Directive
Quote the listing word for word, starting at the line with "Target: ground light" and ending with the listing's final line, both included.

Provided records
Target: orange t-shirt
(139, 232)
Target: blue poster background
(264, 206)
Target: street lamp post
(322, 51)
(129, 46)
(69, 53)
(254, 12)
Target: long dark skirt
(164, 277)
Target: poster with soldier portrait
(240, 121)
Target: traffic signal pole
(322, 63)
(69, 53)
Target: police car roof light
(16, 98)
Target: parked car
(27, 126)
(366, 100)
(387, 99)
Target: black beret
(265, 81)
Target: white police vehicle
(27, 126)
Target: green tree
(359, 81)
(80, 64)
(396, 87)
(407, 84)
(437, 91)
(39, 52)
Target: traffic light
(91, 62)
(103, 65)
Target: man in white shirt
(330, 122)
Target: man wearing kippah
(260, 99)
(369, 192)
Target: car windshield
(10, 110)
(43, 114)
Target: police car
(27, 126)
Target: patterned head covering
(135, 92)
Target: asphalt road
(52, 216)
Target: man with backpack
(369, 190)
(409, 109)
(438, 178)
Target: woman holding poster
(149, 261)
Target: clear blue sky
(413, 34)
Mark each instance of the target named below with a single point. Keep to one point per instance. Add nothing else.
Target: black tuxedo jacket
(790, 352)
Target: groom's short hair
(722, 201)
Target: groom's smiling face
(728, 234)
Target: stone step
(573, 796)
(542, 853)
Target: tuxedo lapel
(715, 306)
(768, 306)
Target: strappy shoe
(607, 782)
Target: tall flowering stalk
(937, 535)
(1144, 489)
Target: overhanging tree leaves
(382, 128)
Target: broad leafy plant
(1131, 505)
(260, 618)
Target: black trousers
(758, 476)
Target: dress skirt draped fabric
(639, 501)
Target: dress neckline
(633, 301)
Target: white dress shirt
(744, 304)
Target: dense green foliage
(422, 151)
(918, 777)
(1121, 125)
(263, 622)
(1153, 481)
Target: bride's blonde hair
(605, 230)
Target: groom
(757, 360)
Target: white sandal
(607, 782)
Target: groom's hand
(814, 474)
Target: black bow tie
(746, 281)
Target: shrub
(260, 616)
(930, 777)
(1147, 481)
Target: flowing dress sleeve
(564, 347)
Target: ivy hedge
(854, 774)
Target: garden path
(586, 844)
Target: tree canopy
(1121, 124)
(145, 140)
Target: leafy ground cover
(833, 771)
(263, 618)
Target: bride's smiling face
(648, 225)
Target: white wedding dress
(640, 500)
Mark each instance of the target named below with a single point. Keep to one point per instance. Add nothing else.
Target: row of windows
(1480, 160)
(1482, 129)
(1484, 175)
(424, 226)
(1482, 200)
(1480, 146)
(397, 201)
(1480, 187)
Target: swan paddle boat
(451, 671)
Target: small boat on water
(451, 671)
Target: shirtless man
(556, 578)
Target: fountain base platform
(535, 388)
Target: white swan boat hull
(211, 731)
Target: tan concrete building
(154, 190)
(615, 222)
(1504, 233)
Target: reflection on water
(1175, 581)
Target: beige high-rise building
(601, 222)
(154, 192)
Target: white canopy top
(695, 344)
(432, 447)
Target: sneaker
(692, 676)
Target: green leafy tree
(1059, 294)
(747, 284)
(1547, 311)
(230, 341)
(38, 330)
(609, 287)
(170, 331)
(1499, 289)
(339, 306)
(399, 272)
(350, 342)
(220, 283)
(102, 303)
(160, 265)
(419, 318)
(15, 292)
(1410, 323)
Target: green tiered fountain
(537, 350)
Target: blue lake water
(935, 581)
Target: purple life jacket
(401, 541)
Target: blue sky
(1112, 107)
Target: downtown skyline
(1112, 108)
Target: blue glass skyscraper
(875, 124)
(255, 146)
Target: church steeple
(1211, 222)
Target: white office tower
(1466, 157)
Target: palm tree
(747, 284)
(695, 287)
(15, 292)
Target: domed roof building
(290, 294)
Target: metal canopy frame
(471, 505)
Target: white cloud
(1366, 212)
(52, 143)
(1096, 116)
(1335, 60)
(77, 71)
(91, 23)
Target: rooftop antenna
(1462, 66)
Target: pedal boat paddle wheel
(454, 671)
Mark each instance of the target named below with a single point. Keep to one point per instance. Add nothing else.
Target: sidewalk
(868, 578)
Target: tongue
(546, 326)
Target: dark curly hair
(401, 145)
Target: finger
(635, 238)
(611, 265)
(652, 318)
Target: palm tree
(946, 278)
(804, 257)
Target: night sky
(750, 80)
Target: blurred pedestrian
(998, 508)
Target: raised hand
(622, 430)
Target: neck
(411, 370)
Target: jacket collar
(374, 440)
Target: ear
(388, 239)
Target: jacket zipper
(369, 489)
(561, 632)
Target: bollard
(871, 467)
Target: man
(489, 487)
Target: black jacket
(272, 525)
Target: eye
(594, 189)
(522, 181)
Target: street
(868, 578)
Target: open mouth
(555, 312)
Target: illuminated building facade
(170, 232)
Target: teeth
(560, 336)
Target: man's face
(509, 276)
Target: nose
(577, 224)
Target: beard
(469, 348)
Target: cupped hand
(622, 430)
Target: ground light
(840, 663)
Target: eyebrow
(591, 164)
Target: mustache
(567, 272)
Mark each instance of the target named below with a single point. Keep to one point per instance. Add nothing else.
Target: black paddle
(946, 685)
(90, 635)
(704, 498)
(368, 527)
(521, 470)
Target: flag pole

Task response
Target: ground light
(840, 663)
Target: eyebrow
(591, 164)
Target: mustache
(567, 272)
Mark each instance of the target named below with a single point. Keep to one point per instance. Add nothing else.
Target: black paddle
(946, 685)
(90, 635)
(704, 498)
(368, 527)
(521, 470)
Target: flag pole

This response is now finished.